## START Quoted text

Project

Profile

Help

Bug #4729

TransformerFactory doesn't accept ACCESS_EXTERNAL_STYLESHEET property

Added by Matthias H 9 months ago. Updated 8 months ago.

Status:
Closed
Priority:
Normal
Assignee:
Category:
JAXP Java API
Sprint/Milestone:
-
Start date:
2020-09-11
Due date:
% Done:

100%

Estimated time:
Legacy ID:
Applies to branch:
10, trunk
Fix Committed on Branch:
10, trunk
Fixed in Maintenance Release:

Description

In the codebase I have exisiting code like this (boiled down to the essence)

TransformerFactory transformerFactory = TransformerFactory.newInstance();
transformerFactory.setFeature(XMLConstants.FEATURE_SECURE_PROCESSING, true);
transformerFactory.setAttribute(XMLConstants.ACCESS_EXTERNAL_DTD, "");
transformerFactory.setAttribute(XMLConstants.ACCESS_EXTERNAL_STYLESHEET, "");
Transformer transformer = transformerFactory.newTransformer();

//set transformer properties...

StringReader stringReader = new StringReader(someXml);
transformer.transform(new StreamSource(stringReader), someOutput);

When I include Saxon as a library to use it at some other place in my code, the above code breaks. It raises a java.lang.IllegalArgumentException: Unrecognized configuration feature: http://javax.xml.XMLConstants/property/accessExternalDTD

I saw there was a discussion in https://saxonica.plan.io/issues/4234 about this but it seem to be not solved. I tried with Saxon-HE 10.2 and 9.9.1-7. Both have the exception.

## END Quoted text

— Goals —
a. List every XMLConstants constant that appears in the code in the bug report.
b. Please filter the records below and copy out each line that contains the string "tree". Case counts.

## START Supplied records

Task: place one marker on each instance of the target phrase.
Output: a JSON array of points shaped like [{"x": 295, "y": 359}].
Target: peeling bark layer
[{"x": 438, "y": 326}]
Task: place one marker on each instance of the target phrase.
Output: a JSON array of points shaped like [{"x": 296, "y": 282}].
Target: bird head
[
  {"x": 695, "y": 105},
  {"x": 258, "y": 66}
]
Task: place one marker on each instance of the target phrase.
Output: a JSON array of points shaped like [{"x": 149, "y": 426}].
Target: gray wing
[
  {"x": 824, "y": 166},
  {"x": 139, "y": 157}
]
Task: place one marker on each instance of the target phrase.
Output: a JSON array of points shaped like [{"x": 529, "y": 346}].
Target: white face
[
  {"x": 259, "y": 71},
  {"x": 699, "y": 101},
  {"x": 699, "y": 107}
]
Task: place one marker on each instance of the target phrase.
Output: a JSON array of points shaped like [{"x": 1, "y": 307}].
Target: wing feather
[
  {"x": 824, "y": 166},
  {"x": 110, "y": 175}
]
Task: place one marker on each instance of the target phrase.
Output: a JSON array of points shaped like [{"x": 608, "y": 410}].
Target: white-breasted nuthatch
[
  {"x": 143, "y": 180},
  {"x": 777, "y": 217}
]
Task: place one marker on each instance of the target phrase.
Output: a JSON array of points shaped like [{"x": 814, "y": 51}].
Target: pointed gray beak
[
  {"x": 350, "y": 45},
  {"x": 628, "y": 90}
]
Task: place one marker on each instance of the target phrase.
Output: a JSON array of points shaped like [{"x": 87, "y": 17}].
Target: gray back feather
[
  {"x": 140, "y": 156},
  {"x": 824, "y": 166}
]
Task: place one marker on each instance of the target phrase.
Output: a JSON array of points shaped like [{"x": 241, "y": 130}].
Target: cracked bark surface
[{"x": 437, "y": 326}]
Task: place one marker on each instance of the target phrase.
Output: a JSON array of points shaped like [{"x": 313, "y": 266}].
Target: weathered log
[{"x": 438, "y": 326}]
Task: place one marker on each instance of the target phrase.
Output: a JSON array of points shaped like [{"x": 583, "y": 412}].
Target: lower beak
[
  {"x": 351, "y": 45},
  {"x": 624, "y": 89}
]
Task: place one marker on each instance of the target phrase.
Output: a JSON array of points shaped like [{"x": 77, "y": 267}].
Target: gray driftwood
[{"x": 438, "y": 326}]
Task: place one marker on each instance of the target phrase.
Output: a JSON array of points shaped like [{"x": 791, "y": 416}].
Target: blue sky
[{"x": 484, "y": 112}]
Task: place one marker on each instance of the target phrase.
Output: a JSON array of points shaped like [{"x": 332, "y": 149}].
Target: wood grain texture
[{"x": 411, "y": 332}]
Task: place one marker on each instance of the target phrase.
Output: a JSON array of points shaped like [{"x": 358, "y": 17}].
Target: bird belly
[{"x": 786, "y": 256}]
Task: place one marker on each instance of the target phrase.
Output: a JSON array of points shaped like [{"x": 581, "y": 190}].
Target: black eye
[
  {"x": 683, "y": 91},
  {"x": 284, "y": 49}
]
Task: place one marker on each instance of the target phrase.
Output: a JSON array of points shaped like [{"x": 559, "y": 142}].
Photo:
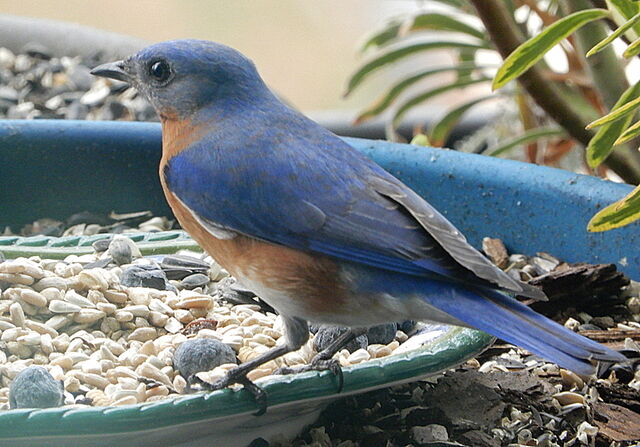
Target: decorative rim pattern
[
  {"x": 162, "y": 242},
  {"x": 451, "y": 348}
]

## END Supplied records
## START Supplied records

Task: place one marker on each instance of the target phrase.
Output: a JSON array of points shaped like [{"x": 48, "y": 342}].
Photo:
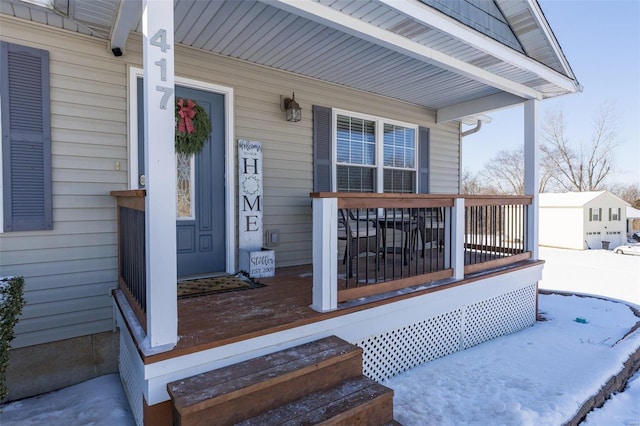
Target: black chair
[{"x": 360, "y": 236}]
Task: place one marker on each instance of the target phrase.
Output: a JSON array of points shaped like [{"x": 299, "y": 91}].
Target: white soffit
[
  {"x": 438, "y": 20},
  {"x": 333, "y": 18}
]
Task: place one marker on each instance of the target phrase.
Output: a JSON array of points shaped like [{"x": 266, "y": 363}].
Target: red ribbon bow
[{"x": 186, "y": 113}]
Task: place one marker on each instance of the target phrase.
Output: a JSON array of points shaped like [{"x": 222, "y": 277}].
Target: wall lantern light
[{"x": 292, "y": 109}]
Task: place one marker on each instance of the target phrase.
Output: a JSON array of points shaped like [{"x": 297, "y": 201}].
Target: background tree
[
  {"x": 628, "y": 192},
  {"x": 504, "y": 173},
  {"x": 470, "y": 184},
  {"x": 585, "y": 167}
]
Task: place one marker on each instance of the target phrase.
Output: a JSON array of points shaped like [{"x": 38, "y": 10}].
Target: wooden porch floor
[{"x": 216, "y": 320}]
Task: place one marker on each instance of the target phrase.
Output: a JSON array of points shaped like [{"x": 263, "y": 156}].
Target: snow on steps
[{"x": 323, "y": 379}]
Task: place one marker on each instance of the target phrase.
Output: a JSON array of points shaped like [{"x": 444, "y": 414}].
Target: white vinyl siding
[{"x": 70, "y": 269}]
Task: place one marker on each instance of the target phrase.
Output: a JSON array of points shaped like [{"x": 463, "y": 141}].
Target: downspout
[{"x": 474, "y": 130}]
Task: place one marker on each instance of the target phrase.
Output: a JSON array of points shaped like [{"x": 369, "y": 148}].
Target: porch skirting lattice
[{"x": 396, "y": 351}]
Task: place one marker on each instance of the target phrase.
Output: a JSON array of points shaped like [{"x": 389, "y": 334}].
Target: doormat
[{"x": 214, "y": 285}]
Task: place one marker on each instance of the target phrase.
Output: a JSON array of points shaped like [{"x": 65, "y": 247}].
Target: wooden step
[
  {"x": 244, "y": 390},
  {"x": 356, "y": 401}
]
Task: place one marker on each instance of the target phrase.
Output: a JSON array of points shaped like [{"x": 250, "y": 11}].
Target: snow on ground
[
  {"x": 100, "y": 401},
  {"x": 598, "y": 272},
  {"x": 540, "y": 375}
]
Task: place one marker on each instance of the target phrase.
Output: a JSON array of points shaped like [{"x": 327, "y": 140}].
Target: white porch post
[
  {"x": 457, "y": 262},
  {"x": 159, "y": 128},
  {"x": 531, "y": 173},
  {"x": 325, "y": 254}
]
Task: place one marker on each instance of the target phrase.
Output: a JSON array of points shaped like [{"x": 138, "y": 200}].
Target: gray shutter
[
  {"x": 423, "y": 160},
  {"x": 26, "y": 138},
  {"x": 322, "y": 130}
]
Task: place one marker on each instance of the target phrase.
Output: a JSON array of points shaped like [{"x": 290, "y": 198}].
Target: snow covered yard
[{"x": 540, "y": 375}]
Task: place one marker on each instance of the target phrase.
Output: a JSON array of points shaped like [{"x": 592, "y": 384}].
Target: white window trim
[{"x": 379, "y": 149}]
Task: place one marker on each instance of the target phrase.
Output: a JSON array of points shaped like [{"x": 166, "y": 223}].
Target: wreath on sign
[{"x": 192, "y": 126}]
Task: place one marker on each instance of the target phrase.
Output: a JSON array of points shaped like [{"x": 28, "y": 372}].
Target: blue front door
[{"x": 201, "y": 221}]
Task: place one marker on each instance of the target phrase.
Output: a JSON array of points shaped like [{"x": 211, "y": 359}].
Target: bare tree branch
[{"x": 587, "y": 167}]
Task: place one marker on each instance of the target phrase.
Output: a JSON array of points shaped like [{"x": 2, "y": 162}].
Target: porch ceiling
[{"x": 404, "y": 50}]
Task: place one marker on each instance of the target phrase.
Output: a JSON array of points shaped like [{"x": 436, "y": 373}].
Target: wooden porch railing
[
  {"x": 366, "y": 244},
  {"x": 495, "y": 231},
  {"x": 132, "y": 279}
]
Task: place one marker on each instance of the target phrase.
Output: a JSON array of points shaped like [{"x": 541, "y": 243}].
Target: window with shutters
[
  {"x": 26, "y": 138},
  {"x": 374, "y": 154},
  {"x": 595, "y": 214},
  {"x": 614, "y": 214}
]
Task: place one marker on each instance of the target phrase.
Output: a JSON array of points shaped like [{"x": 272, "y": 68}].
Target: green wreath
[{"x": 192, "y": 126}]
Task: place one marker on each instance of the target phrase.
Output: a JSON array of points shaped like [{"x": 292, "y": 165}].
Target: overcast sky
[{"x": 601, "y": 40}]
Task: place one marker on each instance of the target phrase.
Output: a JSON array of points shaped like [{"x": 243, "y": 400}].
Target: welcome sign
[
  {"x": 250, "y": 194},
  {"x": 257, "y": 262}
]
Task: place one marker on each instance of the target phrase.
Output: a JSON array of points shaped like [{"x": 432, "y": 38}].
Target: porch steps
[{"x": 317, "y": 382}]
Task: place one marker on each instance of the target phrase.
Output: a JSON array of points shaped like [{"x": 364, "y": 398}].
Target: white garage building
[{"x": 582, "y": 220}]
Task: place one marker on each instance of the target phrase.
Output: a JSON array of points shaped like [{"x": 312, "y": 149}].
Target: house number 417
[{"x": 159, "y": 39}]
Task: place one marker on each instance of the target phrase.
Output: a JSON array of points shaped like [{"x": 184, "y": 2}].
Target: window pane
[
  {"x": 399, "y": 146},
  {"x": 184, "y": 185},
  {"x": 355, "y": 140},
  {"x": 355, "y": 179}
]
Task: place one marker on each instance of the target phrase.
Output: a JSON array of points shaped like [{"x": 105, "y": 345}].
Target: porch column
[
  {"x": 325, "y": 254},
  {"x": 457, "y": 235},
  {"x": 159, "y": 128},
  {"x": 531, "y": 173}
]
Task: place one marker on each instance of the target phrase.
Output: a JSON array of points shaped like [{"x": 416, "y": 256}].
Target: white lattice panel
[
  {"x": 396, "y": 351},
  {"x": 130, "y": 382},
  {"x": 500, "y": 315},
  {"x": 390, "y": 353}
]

## END Supplied records

— Answers for the exercise —
a.
FEATURE_SECURE_PROCESSING
ACCESS_EXTERNAL_DTD
ACCESS_EXTERNAL_STYLESHEET

b.
Target: background tree
Target: bare tree branch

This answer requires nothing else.